◆ Task statement ◆
Apart from the images, every record here needs to be copied exactly.

◆ Extracted records ◆

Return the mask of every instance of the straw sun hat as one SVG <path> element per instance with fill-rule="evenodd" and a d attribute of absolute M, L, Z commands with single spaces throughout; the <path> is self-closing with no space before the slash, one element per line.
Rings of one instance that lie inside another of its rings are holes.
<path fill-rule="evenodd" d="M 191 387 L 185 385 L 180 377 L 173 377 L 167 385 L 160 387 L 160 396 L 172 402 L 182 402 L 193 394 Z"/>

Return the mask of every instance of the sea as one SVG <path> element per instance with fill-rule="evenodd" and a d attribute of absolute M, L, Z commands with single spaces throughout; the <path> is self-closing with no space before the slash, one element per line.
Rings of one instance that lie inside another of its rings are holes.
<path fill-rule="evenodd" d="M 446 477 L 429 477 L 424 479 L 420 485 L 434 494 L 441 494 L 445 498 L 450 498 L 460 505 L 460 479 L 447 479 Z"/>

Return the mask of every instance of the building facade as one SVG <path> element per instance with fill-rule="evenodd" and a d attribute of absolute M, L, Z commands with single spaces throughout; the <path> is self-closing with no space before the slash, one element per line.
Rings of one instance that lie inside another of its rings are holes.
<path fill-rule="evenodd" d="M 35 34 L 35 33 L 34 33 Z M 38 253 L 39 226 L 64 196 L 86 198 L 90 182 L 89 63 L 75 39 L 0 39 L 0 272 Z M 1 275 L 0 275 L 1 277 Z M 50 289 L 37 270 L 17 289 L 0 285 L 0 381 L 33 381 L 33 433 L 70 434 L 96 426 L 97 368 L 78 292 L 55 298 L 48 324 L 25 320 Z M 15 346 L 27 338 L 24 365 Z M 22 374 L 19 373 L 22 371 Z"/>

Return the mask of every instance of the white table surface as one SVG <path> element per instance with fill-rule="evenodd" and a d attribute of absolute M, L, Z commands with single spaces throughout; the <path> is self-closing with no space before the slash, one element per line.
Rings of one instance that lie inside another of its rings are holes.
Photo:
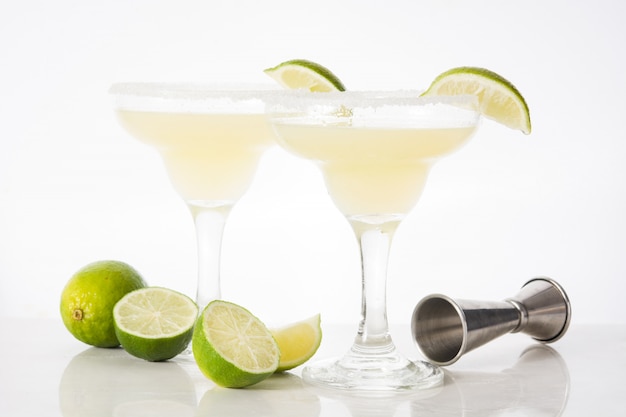
<path fill-rule="evenodd" d="M 323 327 L 313 360 L 349 347 L 354 326 Z M 420 354 L 409 325 L 398 348 Z M 61 320 L 0 318 L 0 416 L 623 416 L 626 325 L 577 325 L 553 345 L 509 334 L 445 368 L 442 388 L 356 395 L 305 384 L 299 368 L 246 389 L 216 387 L 192 356 L 149 363 L 75 340 Z"/>

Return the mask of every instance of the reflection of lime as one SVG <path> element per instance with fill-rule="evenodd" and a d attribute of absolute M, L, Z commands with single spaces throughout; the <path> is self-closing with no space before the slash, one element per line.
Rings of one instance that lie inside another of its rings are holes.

◆ Result ◆
Return the mask of every instance of the straw sun hat as one SVG <path> element per instance with fill-rule="evenodd" and a d attribute of absolute M, L, Z commands with single spaces throughout; the <path> is self-closing with no space before the slash, one element per line.
Rings of one instance that lie inside another of its rings are holes.
<path fill-rule="evenodd" d="M 191 387 L 185 385 L 180 377 L 173 377 L 167 385 L 160 387 L 160 396 L 172 402 L 182 402 L 193 394 Z"/>

Return the mask of every instance of the sea as one SVG <path> element per instance with fill-rule="evenodd" and a d attribute of absolute M, L, Z commands with single spaces throughout; the <path> is self-closing with no space before the slash, one element per line.
Rings of one instance that lie inside another of its rings are holes.
<path fill-rule="evenodd" d="M 446 477 L 429 477 L 424 479 L 420 485 L 434 494 L 441 494 L 445 498 L 450 498 L 460 505 L 460 479 L 447 479 Z"/>

Return the mask of every instance of the building facade as one SVG <path> element per instance with fill-rule="evenodd" and a d attribute of absolute M, L, Z commands with single spaces throughout; the <path> is self-closing with no space before the slash, one element per line.
Rings of one instance that lie inside another of its rings are holes.
<path fill-rule="evenodd" d="M 35 34 L 35 33 L 34 33 Z M 38 253 L 39 226 L 64 196 L 86 198 L 90 182 L 89 63 L 75 39 L 0 39 L 0 272 Z M 1 275 L 0 275 L 1 277 Z M 50 289 L 37 270 L 17 289 L 0 285 L 0 381 L 33 381 L 33 433 L 70 434 L 96 426 L 97 368 L 78 292 L 55 298 L 48 324 L 25 320 Z M 15 346 L 27 338 L 24 365 Z M 22 374 L 19 373 L 22 371 Z"/>

Return the mask of every instance of the white table surface as one SVG <path> element per instance with fill-rule="evenodd" and a d attribute of absolute M, L, Z commands with single spaces throughout; the <path> is self-closing with no space before the slash, one element per line.
Rings of one instance that lie inside another of its rings are holes.
Photo:
<path fill-rule="evenodd" d="M 323 327 L 313 360 L 349 347 L 354 326 Z M 420 354 L 409 325 L 398 348 Z M 61 320 L 0 318 L 0 416 L 623 416 L 626 325 L 577 325 L 553 345 L 509 334 L 445 368 L 442 388 L 356 395 L 305 384 L 299 368 L 246 389 L 216 387 L 192 356 L 149 363 L 75 340 Z"/>

Return the mask of every instance of the reflection of lime as one SVG <path> element per instance with fill-rule="evenodd" and a d attribute of absolute M, L, Z commands with single spaces throughout; the <path> is self-closing with no space before the slash, one element per line.
Rings of one instance that lie inside another of its rings are holes.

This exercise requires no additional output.